Source data →
--- START ---
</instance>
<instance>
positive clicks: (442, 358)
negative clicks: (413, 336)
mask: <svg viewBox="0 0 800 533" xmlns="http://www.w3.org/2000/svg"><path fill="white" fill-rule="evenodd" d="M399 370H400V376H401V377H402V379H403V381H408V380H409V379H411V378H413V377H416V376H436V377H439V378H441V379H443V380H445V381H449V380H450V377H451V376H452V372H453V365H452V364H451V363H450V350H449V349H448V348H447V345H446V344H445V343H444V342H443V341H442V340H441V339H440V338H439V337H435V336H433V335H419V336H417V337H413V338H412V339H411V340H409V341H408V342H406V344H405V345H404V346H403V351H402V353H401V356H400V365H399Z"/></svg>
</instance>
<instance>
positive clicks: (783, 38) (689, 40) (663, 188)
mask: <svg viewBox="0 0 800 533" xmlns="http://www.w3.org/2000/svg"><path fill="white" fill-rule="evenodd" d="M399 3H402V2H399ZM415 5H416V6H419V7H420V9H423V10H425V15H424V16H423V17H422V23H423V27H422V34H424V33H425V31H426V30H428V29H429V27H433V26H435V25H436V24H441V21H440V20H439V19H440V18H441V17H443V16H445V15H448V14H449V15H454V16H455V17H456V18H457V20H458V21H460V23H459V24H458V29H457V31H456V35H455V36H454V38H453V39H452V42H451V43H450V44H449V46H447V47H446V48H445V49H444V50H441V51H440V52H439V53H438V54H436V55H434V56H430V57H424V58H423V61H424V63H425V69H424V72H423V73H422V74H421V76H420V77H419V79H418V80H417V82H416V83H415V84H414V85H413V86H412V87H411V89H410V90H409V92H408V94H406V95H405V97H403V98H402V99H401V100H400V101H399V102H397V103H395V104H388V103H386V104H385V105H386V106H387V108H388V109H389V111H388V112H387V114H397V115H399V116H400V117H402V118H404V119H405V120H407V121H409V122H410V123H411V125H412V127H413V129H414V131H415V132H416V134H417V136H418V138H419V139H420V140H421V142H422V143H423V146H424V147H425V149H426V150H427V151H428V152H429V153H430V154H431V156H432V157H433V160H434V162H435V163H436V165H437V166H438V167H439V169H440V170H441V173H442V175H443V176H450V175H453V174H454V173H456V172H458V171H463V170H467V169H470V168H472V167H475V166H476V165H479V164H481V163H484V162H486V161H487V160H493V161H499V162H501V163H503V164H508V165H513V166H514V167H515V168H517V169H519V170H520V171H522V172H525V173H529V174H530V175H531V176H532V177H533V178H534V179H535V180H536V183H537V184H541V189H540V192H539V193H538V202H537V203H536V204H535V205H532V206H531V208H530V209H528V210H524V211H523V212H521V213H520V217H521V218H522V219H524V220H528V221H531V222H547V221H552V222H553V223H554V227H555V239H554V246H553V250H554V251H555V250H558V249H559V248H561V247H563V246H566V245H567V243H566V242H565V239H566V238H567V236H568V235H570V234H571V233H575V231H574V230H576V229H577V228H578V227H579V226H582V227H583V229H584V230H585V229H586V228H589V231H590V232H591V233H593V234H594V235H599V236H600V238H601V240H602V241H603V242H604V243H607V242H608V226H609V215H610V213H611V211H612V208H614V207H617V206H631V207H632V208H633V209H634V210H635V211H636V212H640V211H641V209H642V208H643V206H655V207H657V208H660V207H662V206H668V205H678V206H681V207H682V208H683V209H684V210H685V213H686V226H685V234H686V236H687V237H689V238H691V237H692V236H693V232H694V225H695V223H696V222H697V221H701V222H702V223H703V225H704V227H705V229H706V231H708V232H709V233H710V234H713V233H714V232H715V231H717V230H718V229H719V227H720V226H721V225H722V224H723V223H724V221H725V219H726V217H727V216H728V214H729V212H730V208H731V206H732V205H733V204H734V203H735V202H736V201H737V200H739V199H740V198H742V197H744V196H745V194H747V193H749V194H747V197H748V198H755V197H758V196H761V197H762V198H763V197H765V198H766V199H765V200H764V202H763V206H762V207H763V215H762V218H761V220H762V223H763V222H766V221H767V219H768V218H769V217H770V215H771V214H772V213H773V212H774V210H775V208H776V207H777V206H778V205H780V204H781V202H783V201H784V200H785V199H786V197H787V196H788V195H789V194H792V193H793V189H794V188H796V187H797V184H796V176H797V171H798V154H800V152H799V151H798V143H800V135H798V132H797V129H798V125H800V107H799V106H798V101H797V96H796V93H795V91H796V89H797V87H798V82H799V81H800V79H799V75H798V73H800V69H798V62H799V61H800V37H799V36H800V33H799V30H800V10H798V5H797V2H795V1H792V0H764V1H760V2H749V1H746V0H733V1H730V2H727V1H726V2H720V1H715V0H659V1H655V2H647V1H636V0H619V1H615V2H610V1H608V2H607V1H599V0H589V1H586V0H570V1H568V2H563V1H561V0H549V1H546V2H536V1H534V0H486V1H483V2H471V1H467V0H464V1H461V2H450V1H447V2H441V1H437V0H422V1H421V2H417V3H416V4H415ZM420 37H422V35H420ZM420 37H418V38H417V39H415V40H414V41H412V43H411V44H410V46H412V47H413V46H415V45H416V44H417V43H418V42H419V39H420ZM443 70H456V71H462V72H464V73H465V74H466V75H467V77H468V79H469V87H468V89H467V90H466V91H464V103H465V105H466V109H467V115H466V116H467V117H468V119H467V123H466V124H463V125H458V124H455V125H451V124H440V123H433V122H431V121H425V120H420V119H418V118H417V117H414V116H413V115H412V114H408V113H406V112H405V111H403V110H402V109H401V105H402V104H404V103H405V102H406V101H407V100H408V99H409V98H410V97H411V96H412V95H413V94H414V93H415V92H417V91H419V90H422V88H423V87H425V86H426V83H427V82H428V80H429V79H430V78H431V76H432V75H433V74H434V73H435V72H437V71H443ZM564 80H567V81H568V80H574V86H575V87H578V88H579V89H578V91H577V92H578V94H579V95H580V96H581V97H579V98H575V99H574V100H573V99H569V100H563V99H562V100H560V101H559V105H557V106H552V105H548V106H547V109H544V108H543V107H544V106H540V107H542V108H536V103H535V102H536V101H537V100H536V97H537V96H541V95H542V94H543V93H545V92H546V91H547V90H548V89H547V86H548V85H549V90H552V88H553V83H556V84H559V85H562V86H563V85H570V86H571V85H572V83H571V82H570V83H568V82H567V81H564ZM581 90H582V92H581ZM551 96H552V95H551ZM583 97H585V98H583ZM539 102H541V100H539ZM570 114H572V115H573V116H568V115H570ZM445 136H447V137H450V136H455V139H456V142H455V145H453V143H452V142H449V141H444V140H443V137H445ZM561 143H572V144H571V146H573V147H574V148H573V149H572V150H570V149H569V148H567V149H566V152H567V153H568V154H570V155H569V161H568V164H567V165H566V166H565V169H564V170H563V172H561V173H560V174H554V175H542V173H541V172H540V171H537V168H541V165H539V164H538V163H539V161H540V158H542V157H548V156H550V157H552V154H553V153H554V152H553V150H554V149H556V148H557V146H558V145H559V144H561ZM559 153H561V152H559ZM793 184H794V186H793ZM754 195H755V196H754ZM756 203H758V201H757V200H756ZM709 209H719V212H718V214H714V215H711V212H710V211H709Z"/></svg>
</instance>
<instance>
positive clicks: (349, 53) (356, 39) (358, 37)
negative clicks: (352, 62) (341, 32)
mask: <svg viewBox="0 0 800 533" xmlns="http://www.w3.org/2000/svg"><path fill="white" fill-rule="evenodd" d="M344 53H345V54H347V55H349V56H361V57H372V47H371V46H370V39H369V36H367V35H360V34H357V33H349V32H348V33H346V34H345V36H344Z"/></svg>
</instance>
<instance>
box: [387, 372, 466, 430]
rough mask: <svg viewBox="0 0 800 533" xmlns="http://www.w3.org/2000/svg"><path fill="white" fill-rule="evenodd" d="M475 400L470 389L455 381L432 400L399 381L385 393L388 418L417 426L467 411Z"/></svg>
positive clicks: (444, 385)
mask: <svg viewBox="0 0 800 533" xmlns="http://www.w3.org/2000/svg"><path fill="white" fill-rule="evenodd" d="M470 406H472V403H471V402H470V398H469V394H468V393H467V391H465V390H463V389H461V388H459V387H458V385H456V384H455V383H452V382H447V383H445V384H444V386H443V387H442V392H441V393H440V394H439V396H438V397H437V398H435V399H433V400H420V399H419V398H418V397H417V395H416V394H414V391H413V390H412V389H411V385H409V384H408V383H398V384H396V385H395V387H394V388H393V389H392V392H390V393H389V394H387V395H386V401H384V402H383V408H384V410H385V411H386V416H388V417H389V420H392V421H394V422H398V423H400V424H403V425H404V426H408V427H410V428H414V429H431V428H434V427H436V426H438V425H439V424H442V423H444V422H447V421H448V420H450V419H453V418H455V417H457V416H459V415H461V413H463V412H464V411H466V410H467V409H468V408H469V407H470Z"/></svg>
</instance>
--- END ---
Task requirements → Reproduce the lines word for word from the start of the source data up to and including the line containing "positive clicks: (783, 38)".

Result of the task →
</instance>
<instance>
positive clicks: (442, 358)
negative clicks: (413, 336)
mask: <svg viewBox="0 0 800 533" xmlns="http://www.w3.org/2000/svg"><path fill="white" fill-rule="evenodd" d="M399 370H400V376H401V377H402V379H403V381H408V380H409V379H411V378H413V377H416V376H436V377H439V378H441V379H443V380H445V381H449V380H450V377H451V376H452V372H453V365H452V364H451V363H450V350H449V349H448V348H447V345H446V344H445V343H444V342H443V341H442V340H441V339H440V338H439V337H435V336H433V335H419V336H417V337H413V338H412V339H411V340H409V341H408V342H406V344H405V345H404V346H403V351H402V353H401V356H400V365H399Z"/></svg>
</instance>
<instance>
positive clicks: (783, 38) (689, 40) (663, 188)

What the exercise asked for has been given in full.